_WORK TO BE COMPLETED_.
According to the passage on health care directives, what other names are used for these documents?
--- PASSAGE PROVIDED Enclosed Below ---
Suffering an accident and not being able to care for one's self may be a nightmare for St. Louis residents who enjoy the autonomy of living on their own and making their own decisions. However, when incapacitating and life-threatening illnesses and injuries occur, individuals may not be able to communicate their healthcare wishes to the doctors and providers who are tasked with treating them. The inability of a person to direct their own medical decision may cause them to undergo treatments or procedures that they would not otherwise have consented to.

To avoid this difficult situation some Missouri residents elect to draft and execute health care directives. Also called health care proxies, advance directives and other terms, health care directives name other individuals as the responsible decision-making parties when the directives' creators become incapacitated. For example, a wife may name her husband as the decision-making party when it comes to her medical care in the event that she cannot make decisions for herself.

In a health care directive a person may discuss what, if any, lifesaving treatments they are willing to undergo in order to save or prolong their life. Not all individuals want drastic measure to be taken to attempt to keep them alive; a health care directive provides instructions on these and other matters and grants authority to a trusted individual to ensure those instructions are followed.

No one wants to think about the scenarios that may give need to a health care directive but no person should be left wondering what will happen to them if they cannot manage their own medical decisions. A health care directive is an important part of any estate plan and should be discussed with readers' estate planning attorneys.
--- End of Enclosed PASSAGE PROVIDED ---
--- DATA Enclosed Below ---
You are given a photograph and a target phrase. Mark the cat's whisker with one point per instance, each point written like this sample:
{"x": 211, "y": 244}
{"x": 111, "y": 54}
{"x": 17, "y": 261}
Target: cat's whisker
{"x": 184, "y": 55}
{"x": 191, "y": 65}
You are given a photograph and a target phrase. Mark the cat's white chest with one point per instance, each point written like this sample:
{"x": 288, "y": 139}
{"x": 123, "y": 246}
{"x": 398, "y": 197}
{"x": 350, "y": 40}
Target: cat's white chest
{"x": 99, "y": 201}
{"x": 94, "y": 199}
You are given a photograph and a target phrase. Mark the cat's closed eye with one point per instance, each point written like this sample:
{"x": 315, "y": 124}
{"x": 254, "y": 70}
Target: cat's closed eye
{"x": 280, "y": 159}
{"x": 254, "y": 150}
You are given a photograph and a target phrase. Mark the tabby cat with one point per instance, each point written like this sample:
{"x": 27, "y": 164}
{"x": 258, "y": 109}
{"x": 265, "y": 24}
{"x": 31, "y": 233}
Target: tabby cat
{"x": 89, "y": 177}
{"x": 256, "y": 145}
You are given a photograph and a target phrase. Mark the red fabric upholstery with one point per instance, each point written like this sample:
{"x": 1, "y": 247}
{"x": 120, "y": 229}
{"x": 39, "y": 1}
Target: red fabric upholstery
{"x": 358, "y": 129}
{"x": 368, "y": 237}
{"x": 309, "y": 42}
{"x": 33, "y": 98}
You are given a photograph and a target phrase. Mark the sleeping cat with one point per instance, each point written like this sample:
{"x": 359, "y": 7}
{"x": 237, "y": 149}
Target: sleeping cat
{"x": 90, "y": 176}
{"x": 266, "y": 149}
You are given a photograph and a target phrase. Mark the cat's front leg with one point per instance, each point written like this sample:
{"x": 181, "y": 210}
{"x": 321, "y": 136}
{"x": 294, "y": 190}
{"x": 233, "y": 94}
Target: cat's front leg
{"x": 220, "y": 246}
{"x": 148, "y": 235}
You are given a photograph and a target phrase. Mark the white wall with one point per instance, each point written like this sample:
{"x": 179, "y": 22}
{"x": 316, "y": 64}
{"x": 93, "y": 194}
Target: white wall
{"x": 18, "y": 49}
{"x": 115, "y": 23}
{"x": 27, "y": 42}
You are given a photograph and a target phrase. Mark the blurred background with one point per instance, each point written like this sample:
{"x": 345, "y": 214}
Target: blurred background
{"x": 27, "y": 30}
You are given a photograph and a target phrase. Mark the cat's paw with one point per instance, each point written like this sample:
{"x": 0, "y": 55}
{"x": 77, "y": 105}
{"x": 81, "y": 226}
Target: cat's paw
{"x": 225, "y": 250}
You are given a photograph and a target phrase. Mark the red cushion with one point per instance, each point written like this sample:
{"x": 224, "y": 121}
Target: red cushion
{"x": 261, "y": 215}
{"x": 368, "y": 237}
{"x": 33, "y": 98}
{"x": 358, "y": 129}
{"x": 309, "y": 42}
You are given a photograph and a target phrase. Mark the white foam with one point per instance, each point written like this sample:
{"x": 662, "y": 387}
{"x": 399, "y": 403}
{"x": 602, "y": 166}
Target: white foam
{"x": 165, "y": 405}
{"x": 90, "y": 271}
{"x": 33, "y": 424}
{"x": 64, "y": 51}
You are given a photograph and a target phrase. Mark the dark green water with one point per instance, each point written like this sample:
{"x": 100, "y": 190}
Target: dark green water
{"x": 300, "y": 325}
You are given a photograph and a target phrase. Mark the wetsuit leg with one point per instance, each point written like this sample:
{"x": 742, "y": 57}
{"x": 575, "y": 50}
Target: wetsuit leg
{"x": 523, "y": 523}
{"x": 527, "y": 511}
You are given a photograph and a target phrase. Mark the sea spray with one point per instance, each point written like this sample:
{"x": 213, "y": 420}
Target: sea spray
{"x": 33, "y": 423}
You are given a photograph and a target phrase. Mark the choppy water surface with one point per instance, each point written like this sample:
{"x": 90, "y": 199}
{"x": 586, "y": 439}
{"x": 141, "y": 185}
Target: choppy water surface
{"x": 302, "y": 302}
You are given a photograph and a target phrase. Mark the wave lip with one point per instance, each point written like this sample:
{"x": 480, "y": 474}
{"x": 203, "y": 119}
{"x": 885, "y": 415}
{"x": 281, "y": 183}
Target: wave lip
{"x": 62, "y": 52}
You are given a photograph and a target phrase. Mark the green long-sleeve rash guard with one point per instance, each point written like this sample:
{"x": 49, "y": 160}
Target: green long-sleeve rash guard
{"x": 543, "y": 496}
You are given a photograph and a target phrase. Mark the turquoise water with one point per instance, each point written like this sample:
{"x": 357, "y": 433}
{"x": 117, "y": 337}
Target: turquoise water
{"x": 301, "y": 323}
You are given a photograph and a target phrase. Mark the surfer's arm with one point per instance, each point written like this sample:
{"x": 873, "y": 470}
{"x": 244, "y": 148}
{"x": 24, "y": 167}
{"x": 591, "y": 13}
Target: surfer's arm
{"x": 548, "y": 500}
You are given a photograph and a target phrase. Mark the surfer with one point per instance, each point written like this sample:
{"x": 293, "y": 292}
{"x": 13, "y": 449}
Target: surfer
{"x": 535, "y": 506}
--- End of Enclosed DATA ---
_SOLUTION TO THIS TASK_.
Health care proxies and advance directives, among other terms.